### TAREFA PROPOSTA 1
De acordo com o trecho sobre o Relaxamento Quantitativo, em quais países essa medida foi usada pela primeira vez em grande escala na crise de 2008?
### TAREFA PROPOSTA 2
Dê continuidade ao texto sobre o Relaxamento Quantitativo e o Brasil, a partir da última frase apresentada.

### TRECHO PARA LEITURA
+---+

Agora vamos tratar, recorrendo à internet, de uma medida de política monetária conhecida no exterior como Quantitative Easing ou Relaxamento Quantitativo (RQ), pela qual um banco central compra ativos financeiros de longo prazo como títulos do governo repassando-lhe dinheiro vindo inclusive de emissão monetária, com o objetivo de ampliar o dinheiro na economia, inclusive para programas habitacionais.

Ampliando o crédito com juros mais baixos, empresas e consumidores são incentivados a gastar e investir, impulsionando a atividade econômica. Em geral, o Relaxamento Quantitativo pode ser usado em recessões, quando as ferramentas de política monetária convencionais, como a redução da taxa básica de juros deixa de ser eficaz. Na crise de 2008, e depois dela, o RQ foi usado pela primeira vez em grande escala em países como EUA, Inglaterra e Japão, mas este começou antes.

E o Brasil, como fica nesse contexto? Aqui o déficit habitacional é grande e muitos brasileiros se disporiam a comprar um imóvel se o financiamento lhes fosse acessível. A mão de obra também existe, a qualificação dela também ocorre muito no próprio trabalho, o on-the-job training, e materiais para construção também não faltam.

+---+

### REGISTROS FORNECIDOS
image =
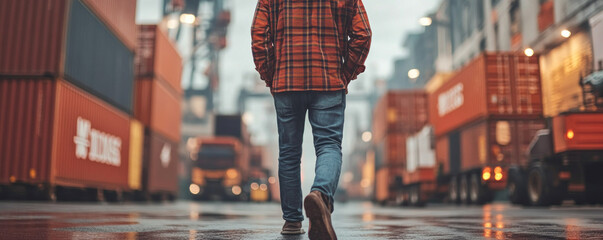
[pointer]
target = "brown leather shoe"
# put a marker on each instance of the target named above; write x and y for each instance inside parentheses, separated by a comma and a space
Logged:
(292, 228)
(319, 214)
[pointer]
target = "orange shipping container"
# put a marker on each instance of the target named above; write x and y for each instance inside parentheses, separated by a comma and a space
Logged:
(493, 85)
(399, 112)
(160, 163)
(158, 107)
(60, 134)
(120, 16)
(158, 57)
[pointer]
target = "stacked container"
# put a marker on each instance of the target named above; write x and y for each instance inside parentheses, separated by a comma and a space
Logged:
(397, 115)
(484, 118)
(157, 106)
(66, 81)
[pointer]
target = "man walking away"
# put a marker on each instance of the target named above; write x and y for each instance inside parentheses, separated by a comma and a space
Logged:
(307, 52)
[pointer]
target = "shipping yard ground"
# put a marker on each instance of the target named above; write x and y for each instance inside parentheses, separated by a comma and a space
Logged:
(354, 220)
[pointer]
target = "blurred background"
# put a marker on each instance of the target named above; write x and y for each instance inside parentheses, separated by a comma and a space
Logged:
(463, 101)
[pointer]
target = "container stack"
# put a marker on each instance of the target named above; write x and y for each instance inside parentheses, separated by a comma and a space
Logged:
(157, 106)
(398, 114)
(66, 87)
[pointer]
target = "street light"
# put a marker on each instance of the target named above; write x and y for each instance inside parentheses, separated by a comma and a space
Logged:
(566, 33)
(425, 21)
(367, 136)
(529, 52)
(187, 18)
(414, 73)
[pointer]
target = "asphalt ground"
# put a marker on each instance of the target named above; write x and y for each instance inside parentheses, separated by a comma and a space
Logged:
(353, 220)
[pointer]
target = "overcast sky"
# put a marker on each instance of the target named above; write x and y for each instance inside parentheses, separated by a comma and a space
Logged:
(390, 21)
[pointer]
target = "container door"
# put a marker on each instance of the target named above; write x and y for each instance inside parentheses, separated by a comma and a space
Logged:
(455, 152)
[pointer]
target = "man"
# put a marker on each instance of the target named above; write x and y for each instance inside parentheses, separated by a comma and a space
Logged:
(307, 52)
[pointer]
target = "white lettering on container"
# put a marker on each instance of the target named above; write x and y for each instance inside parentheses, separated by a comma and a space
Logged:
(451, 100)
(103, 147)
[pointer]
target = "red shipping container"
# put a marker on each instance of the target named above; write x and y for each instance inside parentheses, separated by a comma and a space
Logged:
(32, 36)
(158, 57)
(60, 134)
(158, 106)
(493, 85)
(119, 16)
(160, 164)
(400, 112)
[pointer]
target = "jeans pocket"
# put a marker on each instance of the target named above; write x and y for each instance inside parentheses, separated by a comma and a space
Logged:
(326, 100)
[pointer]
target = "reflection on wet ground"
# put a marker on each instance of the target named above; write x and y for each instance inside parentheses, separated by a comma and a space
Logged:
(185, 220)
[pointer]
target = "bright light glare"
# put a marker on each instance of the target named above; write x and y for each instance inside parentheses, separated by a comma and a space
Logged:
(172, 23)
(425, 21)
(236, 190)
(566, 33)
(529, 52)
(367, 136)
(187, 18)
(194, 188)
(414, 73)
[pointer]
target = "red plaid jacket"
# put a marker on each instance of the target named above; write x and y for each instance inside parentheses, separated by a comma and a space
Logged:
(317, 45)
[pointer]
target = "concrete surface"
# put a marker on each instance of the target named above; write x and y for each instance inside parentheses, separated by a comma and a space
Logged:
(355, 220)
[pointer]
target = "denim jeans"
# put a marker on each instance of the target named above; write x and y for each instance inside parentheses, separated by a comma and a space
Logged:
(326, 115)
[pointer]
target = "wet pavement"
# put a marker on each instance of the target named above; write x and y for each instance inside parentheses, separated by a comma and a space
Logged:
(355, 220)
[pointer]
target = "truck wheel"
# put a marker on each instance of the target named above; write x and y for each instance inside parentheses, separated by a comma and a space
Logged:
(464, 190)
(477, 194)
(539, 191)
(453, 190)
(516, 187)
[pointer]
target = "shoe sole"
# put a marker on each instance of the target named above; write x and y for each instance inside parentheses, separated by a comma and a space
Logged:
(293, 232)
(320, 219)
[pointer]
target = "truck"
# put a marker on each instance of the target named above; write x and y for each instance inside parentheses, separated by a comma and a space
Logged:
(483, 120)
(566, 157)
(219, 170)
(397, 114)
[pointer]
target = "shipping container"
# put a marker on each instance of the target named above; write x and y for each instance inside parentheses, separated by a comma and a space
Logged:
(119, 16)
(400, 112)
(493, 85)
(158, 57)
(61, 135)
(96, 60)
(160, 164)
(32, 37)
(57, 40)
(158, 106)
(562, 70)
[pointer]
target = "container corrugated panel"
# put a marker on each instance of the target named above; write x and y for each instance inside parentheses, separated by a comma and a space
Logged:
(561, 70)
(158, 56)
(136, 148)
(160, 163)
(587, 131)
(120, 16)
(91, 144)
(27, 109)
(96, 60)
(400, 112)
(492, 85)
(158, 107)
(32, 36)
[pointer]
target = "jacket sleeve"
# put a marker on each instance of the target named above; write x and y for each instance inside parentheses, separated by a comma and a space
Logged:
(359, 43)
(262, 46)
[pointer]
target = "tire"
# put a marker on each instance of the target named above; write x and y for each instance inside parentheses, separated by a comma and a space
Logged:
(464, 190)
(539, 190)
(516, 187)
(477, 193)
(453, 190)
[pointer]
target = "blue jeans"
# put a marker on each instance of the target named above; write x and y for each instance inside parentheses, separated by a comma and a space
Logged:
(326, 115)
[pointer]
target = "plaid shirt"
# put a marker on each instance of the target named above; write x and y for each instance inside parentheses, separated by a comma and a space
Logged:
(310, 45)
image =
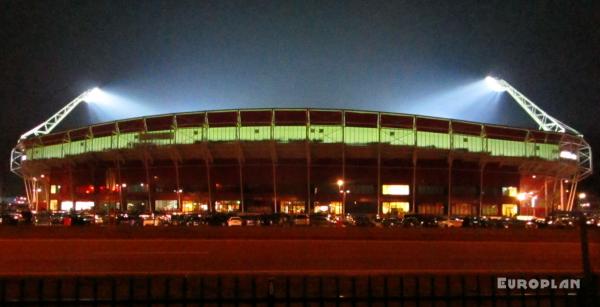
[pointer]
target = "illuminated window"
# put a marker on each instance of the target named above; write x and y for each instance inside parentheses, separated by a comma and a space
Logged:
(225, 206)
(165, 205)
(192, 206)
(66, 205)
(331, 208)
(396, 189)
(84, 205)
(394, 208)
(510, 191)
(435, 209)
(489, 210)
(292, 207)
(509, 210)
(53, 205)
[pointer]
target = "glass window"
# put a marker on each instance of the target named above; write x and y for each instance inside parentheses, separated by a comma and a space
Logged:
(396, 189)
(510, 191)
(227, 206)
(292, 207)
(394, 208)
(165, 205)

+---+

### RESULTADO DA TAREFA 1
EUA, Inglaterra e Japão.

### RESULTADO DA TAREFA 2
Mas hoje a inflação está alta e vem caindo vagarosamente. Não há perspectiva de recessão, mas a taxa de crescimento do PIB deve cair para um valor próximo de 2% ao ano, uma taxa muito baixa. Acho que já temos uma “recessão de taxa de crescimento do PIB” e não tem sentido aguardar taxas de crescimento negativas para pensar em algo como o Relaxamento Quantitativo.

Um agravante é que nosso Banco Central parece só ter um instrumento de política monetária, a taxa básica de juros, que fica no sobe e desce dependendo das circunstâncias. Precisaria ser bem menos ortodoxo. Não pensa no crescimento econômico, que é o que está por trás do objetivo do Relaxamento Quantitativo, além dos ganhos sociais advindos do grande número de novas residências.

Mas olhando a discussão sobre macroeconomia, ela está concentrada no debate sobre a política fiscal expansionista e a alta taxa básica de juros do Banco Central, hoje, em 15% ao ano. Nem Lula nem o Congresso se interessam em discutir com profundidade a questão do baixo crescimento. Com Lula no poder, essa situação pode até se agravar no próximo ano eleitoral, diante de seu apego a medidas expansionistas do lado fiscal. E hoje o mais provável é que ele vencerá também a eleição do ano que vem.

Aí ele poderá escolher entre manter-se como um fiscalista irresponsável, já buscando votos para um petista de sua escolha em 2030. Ou, se quiser entrar para a história de um modo positivo, adotar uma política econômica para colocar a casa em ordem, em particular do ponto de vista fiscal. O que ele fará? Infelizmente, o mais provável é que ele escolherá o primeiro caminho. E se isso acontecer, um Relaxamento Quantitativo não terá espaço para se desenvolver.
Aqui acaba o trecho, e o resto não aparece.